_Exercise inputs_.
※

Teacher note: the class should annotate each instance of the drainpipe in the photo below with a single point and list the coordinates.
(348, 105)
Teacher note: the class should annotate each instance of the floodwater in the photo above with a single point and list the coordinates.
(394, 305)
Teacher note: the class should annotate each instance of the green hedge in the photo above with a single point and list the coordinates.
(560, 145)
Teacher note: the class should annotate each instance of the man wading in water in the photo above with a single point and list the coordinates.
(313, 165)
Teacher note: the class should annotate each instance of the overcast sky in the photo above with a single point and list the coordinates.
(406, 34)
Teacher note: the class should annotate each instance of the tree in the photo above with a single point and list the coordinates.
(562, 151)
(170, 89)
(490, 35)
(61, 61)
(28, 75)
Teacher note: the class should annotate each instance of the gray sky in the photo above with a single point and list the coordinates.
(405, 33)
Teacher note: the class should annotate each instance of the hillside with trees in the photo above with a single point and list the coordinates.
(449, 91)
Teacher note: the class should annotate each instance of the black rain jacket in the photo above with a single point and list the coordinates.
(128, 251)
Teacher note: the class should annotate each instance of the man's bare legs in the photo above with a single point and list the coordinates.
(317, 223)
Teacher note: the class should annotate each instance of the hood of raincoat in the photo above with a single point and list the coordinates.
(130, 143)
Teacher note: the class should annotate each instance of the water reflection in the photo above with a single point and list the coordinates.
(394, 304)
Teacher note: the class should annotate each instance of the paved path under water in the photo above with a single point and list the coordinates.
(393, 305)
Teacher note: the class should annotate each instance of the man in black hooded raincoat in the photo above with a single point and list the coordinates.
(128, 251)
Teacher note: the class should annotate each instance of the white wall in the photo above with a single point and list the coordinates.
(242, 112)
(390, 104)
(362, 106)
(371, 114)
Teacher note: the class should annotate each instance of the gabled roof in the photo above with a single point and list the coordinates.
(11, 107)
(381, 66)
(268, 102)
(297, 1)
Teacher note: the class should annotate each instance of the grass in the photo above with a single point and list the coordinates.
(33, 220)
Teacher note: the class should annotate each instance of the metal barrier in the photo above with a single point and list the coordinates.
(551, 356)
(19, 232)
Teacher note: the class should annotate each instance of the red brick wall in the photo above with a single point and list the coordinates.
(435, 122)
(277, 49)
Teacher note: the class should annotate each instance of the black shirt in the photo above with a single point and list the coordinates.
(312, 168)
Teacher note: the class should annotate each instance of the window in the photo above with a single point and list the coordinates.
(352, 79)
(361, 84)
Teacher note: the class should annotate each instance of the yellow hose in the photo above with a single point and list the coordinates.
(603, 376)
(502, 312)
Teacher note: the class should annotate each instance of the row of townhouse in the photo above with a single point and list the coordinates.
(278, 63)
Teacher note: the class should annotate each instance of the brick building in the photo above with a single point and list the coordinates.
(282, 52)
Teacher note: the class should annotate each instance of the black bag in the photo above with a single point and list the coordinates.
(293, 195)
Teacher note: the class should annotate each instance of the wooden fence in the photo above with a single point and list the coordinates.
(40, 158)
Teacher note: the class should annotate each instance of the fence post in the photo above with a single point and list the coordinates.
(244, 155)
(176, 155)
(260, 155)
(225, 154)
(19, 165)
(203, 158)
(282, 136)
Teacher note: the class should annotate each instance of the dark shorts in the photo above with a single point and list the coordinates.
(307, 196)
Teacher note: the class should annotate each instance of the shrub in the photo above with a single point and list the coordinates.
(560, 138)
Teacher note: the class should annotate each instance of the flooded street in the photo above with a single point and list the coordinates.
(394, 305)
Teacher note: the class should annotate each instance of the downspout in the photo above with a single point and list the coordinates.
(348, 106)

※

_Work to do_. Exactly repeat the lines from the line that contains "of the metal" to the end of the entries, both included, and leave out all other lines.

_Task output_.
Teacher note: the class should annotate each instance of the metal barrier in the photo above with a single point and list the coordinates.
(551, 356)
(19, 232)
Teacher note: the class should annotate each instance of the red brick wall in the photo above with a single point and list the coordinates.
(435, 122)
(277, 49)
Teacher note: the class should annotate each instance of the black shirt in the photo above with a single point and list the coordinates.
(312, 168)
Teacher note: the class should annotate each instance of the window in the photo above with a single point and list the coordinates.
(352, 79)
(361, 84)
Teacher note: the class should annotate each instance of the yellow hose in the photo above with a single point and list the coordinates.
(603, 376)
(502, 312)
Teacher note: the class should annotate each instance of the row of townhouse in the photo above with a single point and list the coordinates.
(278, 63)
Teacher note: the class should annotate each instance of the brick building in the photo above with a single point and list the coordinates.
(282, 52)
Teacher note: the class should annotate each instance of the black bag in the photo above with a single point and list the coordinates.
(293, 195)
Teacher note: the class should annotate each instance of the wooden fence in the photo above with a single point and list the coordinates.
(40, 158)
Teacher note: the class should annotate each instance of the fence post in the photo above with a single point and list the coordinates.
(244, 155)
(176, 155)
(260, 155)
(225, 154)
(19, 165)
(203, 158)
(282, 136)
Teacher note: the class should annotate each instance of the dark shorts in the photo above with a single point and list the coordinates.
(307, 196)
Teacher note: the class should annotate each instance of the shrub in the photo above with a single point and list the coordinates.
(560, 138)
Teacher note: the class should annotate each instance of the flooded street in the photo above with a single point and list the coordinates.
(394, 305)
Teacher note: the class should annotate each instance of the downspout in the photo above with a single point and list the coordinates.
(348, 106)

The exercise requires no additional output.